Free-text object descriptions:
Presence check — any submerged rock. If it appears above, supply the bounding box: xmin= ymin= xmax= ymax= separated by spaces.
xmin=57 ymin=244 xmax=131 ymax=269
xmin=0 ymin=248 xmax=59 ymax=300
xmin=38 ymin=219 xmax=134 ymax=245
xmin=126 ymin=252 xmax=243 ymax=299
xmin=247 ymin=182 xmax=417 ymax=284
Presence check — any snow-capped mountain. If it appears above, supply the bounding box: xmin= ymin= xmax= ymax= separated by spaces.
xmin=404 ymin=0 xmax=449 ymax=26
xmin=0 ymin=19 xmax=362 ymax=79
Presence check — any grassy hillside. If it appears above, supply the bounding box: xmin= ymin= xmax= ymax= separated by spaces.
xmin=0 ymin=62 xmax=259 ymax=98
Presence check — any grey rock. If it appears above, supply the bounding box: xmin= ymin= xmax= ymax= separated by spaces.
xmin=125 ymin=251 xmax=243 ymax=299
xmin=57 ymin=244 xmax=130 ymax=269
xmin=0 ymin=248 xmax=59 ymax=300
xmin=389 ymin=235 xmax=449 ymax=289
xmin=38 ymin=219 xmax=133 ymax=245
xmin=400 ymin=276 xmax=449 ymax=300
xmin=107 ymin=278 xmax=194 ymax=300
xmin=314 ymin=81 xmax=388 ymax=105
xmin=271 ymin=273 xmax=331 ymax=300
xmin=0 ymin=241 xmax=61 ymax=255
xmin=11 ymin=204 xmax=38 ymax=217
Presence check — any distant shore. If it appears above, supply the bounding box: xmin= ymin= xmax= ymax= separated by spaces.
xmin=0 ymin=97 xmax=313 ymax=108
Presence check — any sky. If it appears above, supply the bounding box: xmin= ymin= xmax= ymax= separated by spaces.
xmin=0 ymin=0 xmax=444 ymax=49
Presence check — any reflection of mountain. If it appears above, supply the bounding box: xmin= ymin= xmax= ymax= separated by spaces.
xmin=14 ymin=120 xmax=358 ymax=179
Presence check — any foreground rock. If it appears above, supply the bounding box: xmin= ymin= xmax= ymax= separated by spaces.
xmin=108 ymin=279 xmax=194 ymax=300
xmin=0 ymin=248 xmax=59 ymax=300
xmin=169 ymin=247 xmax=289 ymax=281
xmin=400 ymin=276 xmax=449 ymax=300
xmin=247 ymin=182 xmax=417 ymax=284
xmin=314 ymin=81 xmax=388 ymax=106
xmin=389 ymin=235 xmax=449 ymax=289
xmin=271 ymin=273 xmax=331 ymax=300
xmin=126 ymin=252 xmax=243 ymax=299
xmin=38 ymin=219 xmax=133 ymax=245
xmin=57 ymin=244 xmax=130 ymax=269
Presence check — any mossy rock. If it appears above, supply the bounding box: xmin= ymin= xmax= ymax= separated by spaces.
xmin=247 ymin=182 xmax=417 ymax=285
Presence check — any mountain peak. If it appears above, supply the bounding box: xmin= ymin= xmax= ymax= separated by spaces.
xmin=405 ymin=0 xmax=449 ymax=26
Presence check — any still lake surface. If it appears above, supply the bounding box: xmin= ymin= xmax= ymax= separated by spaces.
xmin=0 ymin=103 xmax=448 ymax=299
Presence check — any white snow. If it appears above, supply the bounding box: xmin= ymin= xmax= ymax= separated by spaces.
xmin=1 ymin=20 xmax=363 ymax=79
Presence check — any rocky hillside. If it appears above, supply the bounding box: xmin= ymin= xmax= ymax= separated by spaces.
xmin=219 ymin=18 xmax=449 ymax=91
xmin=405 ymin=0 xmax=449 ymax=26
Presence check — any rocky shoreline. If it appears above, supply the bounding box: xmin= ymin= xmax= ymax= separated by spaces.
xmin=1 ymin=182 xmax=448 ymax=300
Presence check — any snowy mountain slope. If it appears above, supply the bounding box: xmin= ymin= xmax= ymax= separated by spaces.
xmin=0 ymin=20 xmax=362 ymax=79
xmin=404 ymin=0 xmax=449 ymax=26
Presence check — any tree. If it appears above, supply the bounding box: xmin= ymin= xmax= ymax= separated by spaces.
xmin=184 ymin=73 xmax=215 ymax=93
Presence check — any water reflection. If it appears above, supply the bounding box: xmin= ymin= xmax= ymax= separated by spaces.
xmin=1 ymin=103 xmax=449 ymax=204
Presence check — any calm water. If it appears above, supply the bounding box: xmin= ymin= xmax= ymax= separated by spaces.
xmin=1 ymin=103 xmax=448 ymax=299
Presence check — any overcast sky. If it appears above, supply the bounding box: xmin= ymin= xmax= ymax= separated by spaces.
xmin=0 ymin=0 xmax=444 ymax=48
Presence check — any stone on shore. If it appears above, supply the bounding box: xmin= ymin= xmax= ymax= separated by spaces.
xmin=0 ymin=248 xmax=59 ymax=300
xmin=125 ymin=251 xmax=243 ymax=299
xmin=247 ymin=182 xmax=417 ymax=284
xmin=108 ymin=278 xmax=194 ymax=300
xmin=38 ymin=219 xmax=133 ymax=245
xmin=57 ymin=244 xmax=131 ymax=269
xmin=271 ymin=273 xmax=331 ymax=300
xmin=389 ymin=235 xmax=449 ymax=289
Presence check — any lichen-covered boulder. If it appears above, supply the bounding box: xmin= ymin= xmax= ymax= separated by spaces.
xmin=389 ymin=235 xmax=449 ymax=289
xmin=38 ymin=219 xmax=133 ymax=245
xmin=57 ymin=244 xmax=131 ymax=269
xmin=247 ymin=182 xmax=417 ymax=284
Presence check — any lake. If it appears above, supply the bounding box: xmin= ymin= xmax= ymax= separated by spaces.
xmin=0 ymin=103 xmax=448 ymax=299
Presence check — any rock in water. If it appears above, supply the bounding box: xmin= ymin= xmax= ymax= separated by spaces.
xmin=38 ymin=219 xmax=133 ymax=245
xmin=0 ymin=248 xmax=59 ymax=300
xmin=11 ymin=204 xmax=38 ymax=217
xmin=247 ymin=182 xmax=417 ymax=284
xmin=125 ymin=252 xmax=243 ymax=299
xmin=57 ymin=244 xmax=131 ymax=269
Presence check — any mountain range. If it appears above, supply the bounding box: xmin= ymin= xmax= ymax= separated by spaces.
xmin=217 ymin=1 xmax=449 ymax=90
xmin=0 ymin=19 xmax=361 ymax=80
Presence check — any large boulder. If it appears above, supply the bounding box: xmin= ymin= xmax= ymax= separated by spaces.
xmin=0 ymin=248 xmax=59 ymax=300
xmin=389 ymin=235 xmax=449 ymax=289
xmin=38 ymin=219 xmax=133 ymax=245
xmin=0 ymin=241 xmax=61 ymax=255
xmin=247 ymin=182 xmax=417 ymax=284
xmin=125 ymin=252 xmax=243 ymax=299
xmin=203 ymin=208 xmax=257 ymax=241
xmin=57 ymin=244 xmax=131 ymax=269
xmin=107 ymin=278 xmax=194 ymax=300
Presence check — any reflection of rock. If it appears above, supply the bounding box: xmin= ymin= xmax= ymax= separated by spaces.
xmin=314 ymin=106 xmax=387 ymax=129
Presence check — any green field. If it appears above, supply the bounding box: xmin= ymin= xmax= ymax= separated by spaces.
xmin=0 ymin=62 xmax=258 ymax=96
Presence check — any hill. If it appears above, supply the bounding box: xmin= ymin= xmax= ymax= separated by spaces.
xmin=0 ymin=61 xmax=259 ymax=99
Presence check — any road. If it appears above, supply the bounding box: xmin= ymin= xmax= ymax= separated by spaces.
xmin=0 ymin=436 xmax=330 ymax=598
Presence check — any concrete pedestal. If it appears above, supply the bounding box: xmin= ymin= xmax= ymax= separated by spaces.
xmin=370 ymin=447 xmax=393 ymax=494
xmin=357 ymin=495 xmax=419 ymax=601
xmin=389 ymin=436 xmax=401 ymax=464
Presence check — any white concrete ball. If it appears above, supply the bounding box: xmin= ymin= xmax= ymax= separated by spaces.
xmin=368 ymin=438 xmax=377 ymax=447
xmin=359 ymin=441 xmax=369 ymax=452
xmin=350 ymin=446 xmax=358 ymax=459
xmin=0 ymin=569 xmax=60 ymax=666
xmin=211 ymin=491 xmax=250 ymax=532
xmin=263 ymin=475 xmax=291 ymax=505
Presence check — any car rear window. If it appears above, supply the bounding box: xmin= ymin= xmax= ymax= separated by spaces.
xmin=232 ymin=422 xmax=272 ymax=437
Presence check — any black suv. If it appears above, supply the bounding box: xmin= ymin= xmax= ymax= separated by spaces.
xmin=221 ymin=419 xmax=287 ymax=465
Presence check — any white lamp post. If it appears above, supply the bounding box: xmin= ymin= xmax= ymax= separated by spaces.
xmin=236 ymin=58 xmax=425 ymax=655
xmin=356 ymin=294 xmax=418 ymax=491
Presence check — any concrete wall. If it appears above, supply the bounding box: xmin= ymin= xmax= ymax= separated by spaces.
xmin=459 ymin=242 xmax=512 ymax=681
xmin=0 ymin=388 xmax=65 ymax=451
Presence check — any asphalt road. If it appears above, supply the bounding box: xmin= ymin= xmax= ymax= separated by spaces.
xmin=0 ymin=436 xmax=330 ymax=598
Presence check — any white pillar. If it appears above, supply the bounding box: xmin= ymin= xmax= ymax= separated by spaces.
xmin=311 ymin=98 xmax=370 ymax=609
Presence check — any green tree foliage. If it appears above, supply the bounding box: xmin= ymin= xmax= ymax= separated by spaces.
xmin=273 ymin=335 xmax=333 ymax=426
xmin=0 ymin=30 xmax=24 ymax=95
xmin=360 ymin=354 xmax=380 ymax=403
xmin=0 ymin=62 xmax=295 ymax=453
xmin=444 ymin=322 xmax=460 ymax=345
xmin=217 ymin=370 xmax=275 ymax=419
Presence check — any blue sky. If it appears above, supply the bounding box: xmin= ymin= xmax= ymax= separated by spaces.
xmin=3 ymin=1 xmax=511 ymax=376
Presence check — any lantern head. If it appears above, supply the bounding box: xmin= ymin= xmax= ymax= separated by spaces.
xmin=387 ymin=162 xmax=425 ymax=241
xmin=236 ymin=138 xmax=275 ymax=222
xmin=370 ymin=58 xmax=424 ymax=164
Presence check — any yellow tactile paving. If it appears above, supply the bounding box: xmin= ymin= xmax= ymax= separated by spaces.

Try it:
Print exactly the lines between the line with "Presence check — any blue" and the final line of the records above, both included.

Response:
Presence check — any blue sky. If it appears above, supply the bounding box: xmin= ymin= xmax= ymax= separated by spaces.
xmin=3 ymin=1 xmax=511 ymax=376
Presence check — any lantern head. If it appears above, supply the bounding box: xmin= ymin= xmax= ymax= separated by spaces.
xmin=387 ymin=162 xmax=425 ymax=241
xmin=236 ymin=138 xmax=275 ymax=222
xmin=370 ymin=58 xmax=424 ymax=164
Presence check — any yellow tactile paving. If it appears above, supply the bounding box: xmin= ymin= xmax= ymax= separated by spaces.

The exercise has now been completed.